• EXERCISE DETAILS
Report each line from the records where the string "utility" turns up.
** Opening INPUT FOR THIS TASK block **
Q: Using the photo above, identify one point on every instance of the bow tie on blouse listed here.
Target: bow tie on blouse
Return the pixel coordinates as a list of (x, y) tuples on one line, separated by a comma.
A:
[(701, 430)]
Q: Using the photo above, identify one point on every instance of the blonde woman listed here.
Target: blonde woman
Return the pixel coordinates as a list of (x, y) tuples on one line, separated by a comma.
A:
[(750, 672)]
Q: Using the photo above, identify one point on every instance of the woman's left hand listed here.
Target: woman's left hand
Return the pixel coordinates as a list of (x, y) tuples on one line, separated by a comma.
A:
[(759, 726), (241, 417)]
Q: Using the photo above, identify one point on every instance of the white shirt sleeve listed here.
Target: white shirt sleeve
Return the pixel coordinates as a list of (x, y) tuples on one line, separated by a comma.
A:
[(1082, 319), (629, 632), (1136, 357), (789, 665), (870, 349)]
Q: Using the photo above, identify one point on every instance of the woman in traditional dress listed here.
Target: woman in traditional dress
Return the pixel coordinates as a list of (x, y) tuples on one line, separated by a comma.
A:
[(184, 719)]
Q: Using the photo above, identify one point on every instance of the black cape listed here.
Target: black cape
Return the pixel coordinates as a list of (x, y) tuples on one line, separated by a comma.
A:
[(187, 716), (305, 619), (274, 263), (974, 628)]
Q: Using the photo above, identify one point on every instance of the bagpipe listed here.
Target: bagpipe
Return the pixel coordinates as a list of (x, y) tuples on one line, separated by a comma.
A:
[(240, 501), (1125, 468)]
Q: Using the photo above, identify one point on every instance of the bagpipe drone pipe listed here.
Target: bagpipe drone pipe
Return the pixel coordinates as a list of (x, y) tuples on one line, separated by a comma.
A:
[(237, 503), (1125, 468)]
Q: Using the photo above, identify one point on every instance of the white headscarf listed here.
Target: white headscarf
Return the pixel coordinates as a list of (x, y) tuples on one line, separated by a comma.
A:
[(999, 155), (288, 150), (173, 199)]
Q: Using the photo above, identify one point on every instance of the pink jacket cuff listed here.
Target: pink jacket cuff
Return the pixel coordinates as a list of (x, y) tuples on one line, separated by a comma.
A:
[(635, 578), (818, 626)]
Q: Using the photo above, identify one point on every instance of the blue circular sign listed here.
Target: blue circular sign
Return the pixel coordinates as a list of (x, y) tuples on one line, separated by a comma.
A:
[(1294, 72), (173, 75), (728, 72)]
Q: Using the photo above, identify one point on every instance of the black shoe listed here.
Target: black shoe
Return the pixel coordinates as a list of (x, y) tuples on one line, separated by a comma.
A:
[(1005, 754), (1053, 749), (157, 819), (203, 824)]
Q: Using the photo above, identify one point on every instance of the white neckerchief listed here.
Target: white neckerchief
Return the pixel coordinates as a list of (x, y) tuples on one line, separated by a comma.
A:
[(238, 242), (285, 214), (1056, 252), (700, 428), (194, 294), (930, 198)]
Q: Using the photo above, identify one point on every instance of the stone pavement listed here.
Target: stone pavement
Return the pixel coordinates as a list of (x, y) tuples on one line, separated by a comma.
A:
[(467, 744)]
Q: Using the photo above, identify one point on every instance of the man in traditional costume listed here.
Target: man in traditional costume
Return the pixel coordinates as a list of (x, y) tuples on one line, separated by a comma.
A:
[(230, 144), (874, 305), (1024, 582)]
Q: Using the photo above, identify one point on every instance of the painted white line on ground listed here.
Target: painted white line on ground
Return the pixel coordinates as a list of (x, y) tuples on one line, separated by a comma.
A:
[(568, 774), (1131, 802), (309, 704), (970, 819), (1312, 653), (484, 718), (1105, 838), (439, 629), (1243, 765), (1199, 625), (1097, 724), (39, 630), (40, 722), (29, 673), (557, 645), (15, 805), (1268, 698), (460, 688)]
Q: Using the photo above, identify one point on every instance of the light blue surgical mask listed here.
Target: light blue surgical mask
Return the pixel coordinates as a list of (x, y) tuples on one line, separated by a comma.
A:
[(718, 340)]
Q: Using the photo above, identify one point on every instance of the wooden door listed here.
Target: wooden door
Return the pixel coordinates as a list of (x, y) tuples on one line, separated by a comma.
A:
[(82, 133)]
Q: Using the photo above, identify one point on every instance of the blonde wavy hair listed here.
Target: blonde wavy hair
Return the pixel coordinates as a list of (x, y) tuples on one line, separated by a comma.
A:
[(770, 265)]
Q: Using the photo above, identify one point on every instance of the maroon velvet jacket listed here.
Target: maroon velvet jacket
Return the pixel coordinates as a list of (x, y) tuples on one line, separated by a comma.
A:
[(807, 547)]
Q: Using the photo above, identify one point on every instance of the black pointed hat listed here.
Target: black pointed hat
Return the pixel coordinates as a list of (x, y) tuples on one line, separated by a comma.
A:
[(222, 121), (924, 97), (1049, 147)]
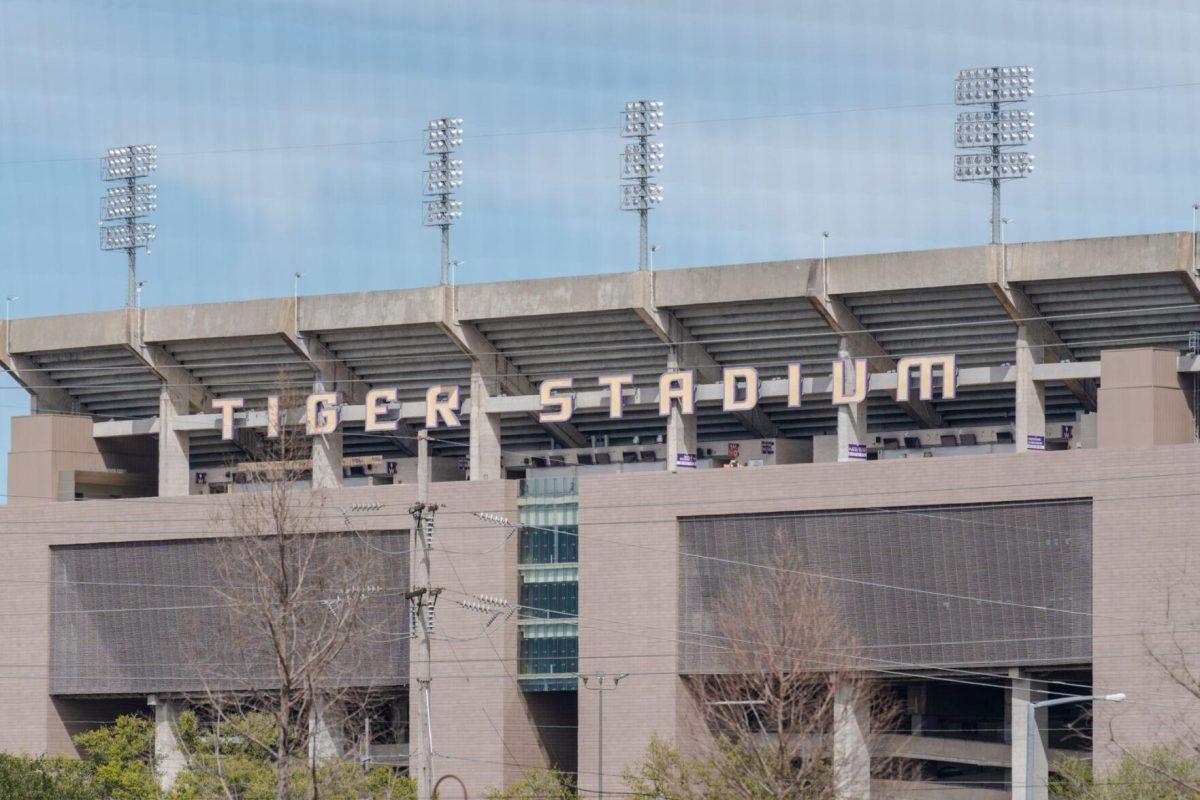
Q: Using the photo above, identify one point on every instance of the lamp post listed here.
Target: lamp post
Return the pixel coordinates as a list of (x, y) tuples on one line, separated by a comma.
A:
[(126, 203), (642, 158), (1031, 723), (7, 322), (600, 689), (991, 132), (443, 179)]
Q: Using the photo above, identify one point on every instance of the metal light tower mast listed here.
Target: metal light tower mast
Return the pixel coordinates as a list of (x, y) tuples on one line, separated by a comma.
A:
[(442, 180), (993, 131), (127, 203), (641, 160)]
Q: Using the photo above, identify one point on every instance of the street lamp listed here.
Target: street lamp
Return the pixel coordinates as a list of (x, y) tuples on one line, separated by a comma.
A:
[(127, 203), (640, 162), (990, 133), (443, 179), (7, 322), (600, 689), (1031, 723)]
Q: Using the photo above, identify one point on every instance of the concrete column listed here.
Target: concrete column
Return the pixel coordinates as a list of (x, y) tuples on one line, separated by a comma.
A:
[(327, 461), (168, 755), (681, 427), (1023, 692), (327, 451), (174, 479), (485, 431), (1030, 415), (324, 741), (851, 751), (852, 416)]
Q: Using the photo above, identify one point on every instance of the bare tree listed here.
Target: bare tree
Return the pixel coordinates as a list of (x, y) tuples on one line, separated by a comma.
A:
[(310, 609), (783, 677)]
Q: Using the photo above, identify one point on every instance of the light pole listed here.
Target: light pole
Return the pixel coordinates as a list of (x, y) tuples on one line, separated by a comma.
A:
[(641, 160), (443, 179), (990, 132), (295, 300), (7, 322), (1195, 206), (127, 203), (600, 689), (1031, 723)]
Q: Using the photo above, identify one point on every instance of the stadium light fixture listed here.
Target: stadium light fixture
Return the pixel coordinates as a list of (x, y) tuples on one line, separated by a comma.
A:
[(442, 180), (127, 203), (991, 132), (641, 162)]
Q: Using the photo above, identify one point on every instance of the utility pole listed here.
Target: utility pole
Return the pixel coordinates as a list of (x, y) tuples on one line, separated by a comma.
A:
[(600, 689), (423, 600)]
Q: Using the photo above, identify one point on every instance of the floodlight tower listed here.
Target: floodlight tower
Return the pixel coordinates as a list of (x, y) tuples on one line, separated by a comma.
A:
[(129, 202), (991, 132), (642, 158), (442, 180)]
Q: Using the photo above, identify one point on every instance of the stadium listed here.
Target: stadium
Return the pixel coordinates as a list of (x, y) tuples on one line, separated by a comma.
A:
[(984, 453)]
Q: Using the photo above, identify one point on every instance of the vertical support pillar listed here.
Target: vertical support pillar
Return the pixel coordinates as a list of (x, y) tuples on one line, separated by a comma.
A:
[(681, 427), (168, 753), (851, 416), (1025, 691), (327, 450), (851, 751), (174, 479), (485, 431), (323, 743), (1030, 416)]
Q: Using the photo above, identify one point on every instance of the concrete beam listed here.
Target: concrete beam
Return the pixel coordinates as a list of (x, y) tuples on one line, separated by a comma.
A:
[(1039, 332), (645, 397), (183, 384), (339, 377), (496, 365), (690, 354), (862, 344)]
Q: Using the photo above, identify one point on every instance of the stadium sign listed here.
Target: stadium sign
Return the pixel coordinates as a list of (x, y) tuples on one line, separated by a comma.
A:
[(677, 392)]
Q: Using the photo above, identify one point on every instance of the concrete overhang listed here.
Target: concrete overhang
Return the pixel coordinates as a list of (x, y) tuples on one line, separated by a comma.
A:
[(733, 283), (1095, 258), (216, 320), (69, 332), (570, 295), (385, 308)]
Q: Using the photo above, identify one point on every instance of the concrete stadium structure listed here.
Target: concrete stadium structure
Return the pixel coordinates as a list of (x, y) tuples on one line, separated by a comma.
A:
[(1019, 540)]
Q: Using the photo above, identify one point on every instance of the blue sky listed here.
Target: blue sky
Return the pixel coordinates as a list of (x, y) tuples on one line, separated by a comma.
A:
[(288, 134)]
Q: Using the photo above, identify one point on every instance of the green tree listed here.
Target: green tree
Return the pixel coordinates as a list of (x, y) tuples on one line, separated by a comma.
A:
[(537, 785), (46, 779), (120, 758), (1162, 773)]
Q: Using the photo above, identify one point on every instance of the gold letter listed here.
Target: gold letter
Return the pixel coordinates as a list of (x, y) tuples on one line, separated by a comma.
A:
[(862, 380), (616, 384), (565, 403), (375, 410), (681, 386), (442, 402), (924, 365), (731, 402), (323, 413), (795, 385), (227, 405), (273, 416)]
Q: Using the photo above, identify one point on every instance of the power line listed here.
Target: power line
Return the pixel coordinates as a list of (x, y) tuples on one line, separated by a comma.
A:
[(597, 128)]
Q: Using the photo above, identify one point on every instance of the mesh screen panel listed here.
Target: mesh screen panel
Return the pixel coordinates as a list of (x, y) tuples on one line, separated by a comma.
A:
[(137, 618), (901, 578)]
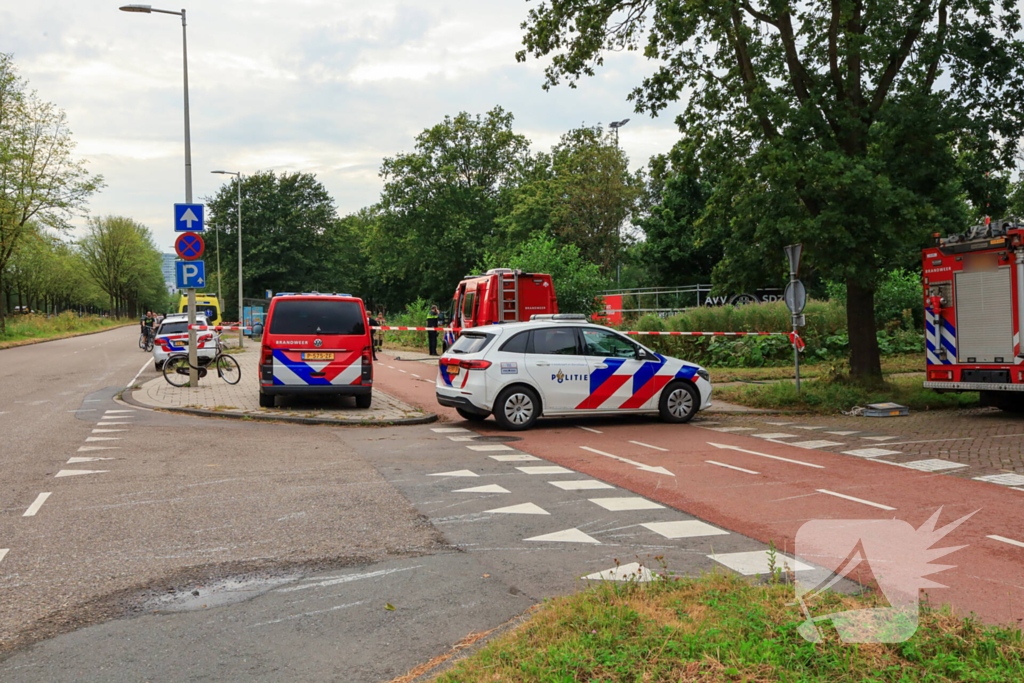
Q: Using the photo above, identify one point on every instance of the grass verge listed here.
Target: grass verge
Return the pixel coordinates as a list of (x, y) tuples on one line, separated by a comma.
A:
[(907, 363), (22, 329), (824, 397), (723, 628)]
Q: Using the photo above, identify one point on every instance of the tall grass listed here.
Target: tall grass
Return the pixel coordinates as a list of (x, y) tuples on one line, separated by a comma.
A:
[(20, 328), (824, 334)]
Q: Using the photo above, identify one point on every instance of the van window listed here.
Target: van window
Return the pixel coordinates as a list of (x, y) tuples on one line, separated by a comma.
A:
[(470, 342), (559, 341), (317, 317), (209, 311)]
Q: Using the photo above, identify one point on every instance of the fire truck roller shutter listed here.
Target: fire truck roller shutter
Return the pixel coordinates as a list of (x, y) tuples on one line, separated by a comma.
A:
[(984, 324)]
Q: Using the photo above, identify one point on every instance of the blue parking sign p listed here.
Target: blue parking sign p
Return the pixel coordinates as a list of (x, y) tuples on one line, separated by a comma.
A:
[(189, 274), (187, 217)]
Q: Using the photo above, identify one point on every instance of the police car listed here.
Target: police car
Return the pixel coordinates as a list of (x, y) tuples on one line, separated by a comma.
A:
[(559, 366), (172, 337)]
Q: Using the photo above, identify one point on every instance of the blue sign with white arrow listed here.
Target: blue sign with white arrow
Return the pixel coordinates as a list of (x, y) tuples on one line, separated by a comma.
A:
[(187, 217), (190, 274)]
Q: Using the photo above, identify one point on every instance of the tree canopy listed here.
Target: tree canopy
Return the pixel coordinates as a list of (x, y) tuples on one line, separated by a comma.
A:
[(855, 127)]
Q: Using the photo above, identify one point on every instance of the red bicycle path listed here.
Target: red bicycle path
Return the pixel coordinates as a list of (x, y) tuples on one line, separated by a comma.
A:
[(986, 577)]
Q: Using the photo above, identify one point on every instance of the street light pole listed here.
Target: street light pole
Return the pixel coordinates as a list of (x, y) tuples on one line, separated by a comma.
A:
[(238, 179), (615, 125), (147, 9)]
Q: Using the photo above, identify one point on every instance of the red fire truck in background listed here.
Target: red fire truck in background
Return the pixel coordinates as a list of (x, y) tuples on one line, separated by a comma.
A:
[(500, 295), (974, 308)]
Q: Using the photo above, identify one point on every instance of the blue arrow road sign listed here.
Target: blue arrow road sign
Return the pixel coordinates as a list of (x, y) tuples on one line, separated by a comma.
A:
[(187, 217), (189, 273)]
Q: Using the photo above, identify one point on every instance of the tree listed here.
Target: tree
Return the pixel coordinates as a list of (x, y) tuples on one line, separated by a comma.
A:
[(674, 251), (581, 194), (436, 217), (578, 281), (122, 259), (287, 233), (41, 182), (843, 124)]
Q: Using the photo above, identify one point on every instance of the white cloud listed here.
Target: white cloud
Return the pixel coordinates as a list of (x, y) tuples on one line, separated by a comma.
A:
** Closing INPUT FOR THIS TASK block **
• ANSWER FOR THIS EXERCISE
Q: Using the photo above, identify one point on every instance of the utility pole listed here.
Target: utility pole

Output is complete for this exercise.